◆ Given exercise 1
Print the stretch of the car-loan article from "Experian Automotive reports" through "totaled or stolen.".
◆ Given exercise 2
In the article on car loans, what length of loan does one New York credit union offer?
◆ Given exercise 3
Please carry the article on car loans and gap insurance forward past its final sentence.

Average new vehicle finance terms have been steadily rising over time.
Experian Automotive reports the average new-car loan lasts 66 months, with a loan balance topping $28,000. Seven-year loans aren’t uncommon, and major lenders such as Ally Financial and Toyota’s lending arm now make 84-month loans.
One New York credit union offers a 96-month loan.
"During the last 10 to 12 years, people have been encouraged to finance cars in different ways. The manufacturers are straining to get people into cars and that has resulted in a whole bunch of trends that are very interesting," says analyst Phil Reed of Edmunds.com. "Automakers and manufacturers are always trying to drum it into people, ' Hey you can afford this car…' One thing I have learned is just because you are approved for a loan doesn't mean you should take it."
While the longer loans give you more time to pay, they also increase the risk of financial disaster if the car is totaled or stolen.
A broad rule of thumb is that cars depreciate 25 percent in the first year, lose half their value after three years and are worth about two-thirds their purchase price at five years. But balances on longer loans don’t shrink as quickly, leaving drivers financially exposed.
A $28,000 car bought with no down payment would be well “under water” in the first year under almost any new-car loan, and in the red after three years on any loan longer than five years. On an 84-month loan, you’d owe more than the car is worth for 60 months.
That's why it's wise to find out more about gap insurance.
If your car is totaled or stolen and you owe more to your lender than it's worth, gap insurance kicks in. It pays the difference between the actual cash value of your car at the time of the loss, less your deductible, and any greater amount owed on the vehicle to a lien holder at the time of loss.

◆ Information shown

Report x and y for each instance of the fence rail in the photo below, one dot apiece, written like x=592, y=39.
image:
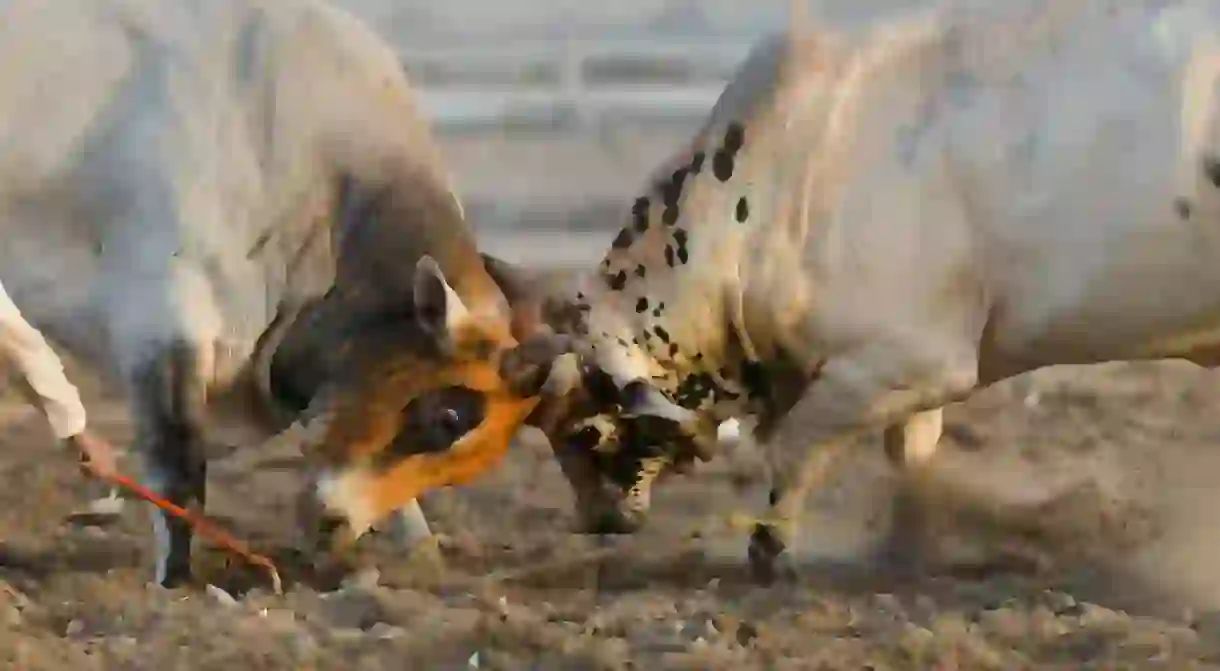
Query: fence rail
x=565, y=84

◆ Written answer 1
Experian Automotive reports the average new-car loan lasts 66 months, with a loan balance topping $28,000. Seven-year loans aren’t uncommon, and major lenders such as Ally Financial and Toyota’s lending arm now make 84-month loans.
One New York credit union offers a 96-month loan.
"During the last 10 to 12 years, people have been encouraged to finance cars in different ways. The manufacturers are straining to get people into cars and that has resulted in a whole bunch of trends that are very interesting," says analyst Phil Reed of Edmunds.com. "Automakers and manufacturers are always trying to drum it into people, ' Hey you can afford this car…' One thing I have learned is just because you are approved for a loan doesn't mean you should take it."
While the longer loans give you more time to pay, they also increase the risk of financial disaster if the car is totaled or stolen.

◆ Written answer 2
A 96-month loan.

◆ Written answer 3
Because you borrowed money to buy your car, your lender requires that you purchase full coverage – not just state-mandated liability insurance, but collision and comprehensive coverages that pay for damage to the car itself – to protect its investment.
But no insurance company will ever pay you more than the car is worth if the vehicle is stolen or totaled.
“You can and should hold out for the best offer you can from your insurance company,” says Des Toups, managing editor of Insurance.com, “but in the end you’ll get a number based on the car’s actual cash value, minus your deductible, the moment before the accident. What you owe isn’t a factor.”
The difference between those numbers is the gap you want to cover.
"Gap insurance is really insuring the difference between the actual cash value on the vehicle and what you owe on the vehicle," says Bryan Smith, second vice president, Travelers Personal Insurance, Hartford, Conn., noting the insurance was born by lease vehicles that automatically carry gap coverage.
Toups recommends new-car buyers look at gap coverage for at least the first year if they have not made a down payment of at least 20 percent of the car’s out-the-door price.
“Even someone with a short loan can have an accident on the way home from the dealership,” he says.
What you’re aiming to cover, he says, is the period when the combination of a deductible, a big unpaid balance to your lender and the scramble to buy another car would spell financial disaster.
“At a certain point, you might be able cover the gap with your savings,” he says. “And once you’re in positive territory on the loan, gap coverage is a waste of money.”
Compare gap car insurance quotes before you buy your car. Yes, most auto dealerships offer gap insurance, but the cost of the insurance may well be 50 percent higher than what you'd pay if you secured it through your insurance agent, says veteran credit insurance professional Scott Henderson of Corona Del Mar, Calif.
"Prices [for the same policy] can range from $300 to $700," he says. "It's one of many things that [a consumer] should educate themselves about before they go to the dealership. Many people have their first exposure to gap at the dealership."
You can buy gap coverage through many insurance companies, too. They often refer to it as loan/lease payoff coverage. Expect to pay 5 to 6 percent of the combined annual cost of your comprehensive and collision premiums. That is, if you pay $1,000 a year for comp and collision, you pay an additional $50 to $60 a year for gap coverage.
Your bank or credit union may offer gap coverage as part of its loan package.
Lastly, there are stand-alone gap providers, such as GapDirect.
In all cases, Toups says, check the conditions under which you are allowed to drop the gap coverage and whether you get a refund of the unearned premiums.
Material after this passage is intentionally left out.